◆ **Set problem**
Copy the passage on the McKinsey 7S analysis of Boeing word for word, in its entirety.

◆ **Supplied passage**
▼
This paper is an analysis of the Boeing Company using the McKinsey 7S Model. Boeing is the largest manufacturer of military and commercial aircraft in the world (Boeing, 2015). A wide range of products has helped Boeing to become one of the most powerful companies in the world. In 2015 Boeing was ranked by Forbes Magazine as the 82nd most valuable brand in the world with a market cap of $105.6 billion dollars (Forbes, 2015).

This paper will analyze the commercial aircraft segment of the Boeing Company using the McKinsey 7S Model. Each element of the 7S Model will be examined as it pertains to the Boeing Company, from Executive management to the outsourcing of work to other countries. Data relationship and justification of the model will be included.

ANALYSIS

The McKinsey 7S Model basically says that organizations need to look at more than the structure of an organizations change. One also must look at the framework which includes many factors. The 7S Model uses seven different elements in its model: Strategy, Structure, Systems, Style, Shared Values, Staff, and Skills.
▲
(Bounding box annotation records)
▼
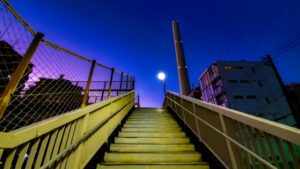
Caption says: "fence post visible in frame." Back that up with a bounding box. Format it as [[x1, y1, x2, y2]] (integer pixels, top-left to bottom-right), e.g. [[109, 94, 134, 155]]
[[108, 68, 115, 99], [101, 81, 106, 101], [0, 33, 44, 119], [117, 72, 123, 95], [219, 114, 238, 169], [81, 60, 96, 107]]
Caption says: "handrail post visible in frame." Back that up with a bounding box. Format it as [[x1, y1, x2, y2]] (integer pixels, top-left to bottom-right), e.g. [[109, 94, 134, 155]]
[[126, 74, 129, 92], [137, 94, 141, 108], [219, 114, 238, 169], [131, 77, 135, 90], [117, 72, 123, 95], [81, 60, 96, 107], [108, 68, 115, 99], [101, 81, 106, 101], [0, 33, 44, 119]]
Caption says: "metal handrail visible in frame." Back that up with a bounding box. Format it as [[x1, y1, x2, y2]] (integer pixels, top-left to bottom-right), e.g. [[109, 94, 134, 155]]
[[164, 92, 300, 168], [0, 91, 135, 168]]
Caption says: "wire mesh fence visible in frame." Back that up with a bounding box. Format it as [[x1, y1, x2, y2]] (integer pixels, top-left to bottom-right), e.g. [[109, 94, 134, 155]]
[[0, 1, 134, 132]]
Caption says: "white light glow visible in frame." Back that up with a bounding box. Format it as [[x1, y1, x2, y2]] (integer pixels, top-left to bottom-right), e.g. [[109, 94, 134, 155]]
[[157, 72, 166, 80]]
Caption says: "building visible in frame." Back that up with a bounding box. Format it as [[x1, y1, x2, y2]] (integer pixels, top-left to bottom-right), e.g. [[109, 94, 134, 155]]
[[199, 60, 296, 126], [0, 41, 33, 95], [285, 83, 300, 128]]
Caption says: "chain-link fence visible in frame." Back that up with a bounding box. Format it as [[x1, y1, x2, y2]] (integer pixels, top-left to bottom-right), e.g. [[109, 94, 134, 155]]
[[0, 0, 134, 132]]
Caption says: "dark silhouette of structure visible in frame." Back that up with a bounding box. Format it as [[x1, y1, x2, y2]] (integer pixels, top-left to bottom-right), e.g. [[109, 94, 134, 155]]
[[0, 41, 33, 95], [172, 21, 191, 96], [285, 83, 300, 128]]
▲
◆ **The output**
This paper is an analysis of the Boeing Company using the McKinsey 7S Model. Boeing is the largest manufacturer of military and commercial aircraft in the world (Boeing, 2015). A wide range of products has helped Boeing to become one of the most powerful companies in the world. In 2015 Boeing was ranked by Forbes Magazine as the 82nd most valuable brand in the world with a market cap of $105.6 billion dollars (Forbes, 2015).

This paper will analyze the commercial aircraft segment of the Boeing Company using the McKinsey 7S Model. Each element of the 7S Model will be examined as it pertains to the Boeing Company, from Executive management to the outsourcing of work to other countries. Data relationship and justification of the model will be included.

ANALYSIS

The McKinsey 7S Model basically says that organizations need to look at more than the structure of an organizations change. One also must look at the framework which includes many factors. The 7S Model uses seven different elements in its model: Strategy, Structure, Systems, Style, Shared Values, Staff, and Skills.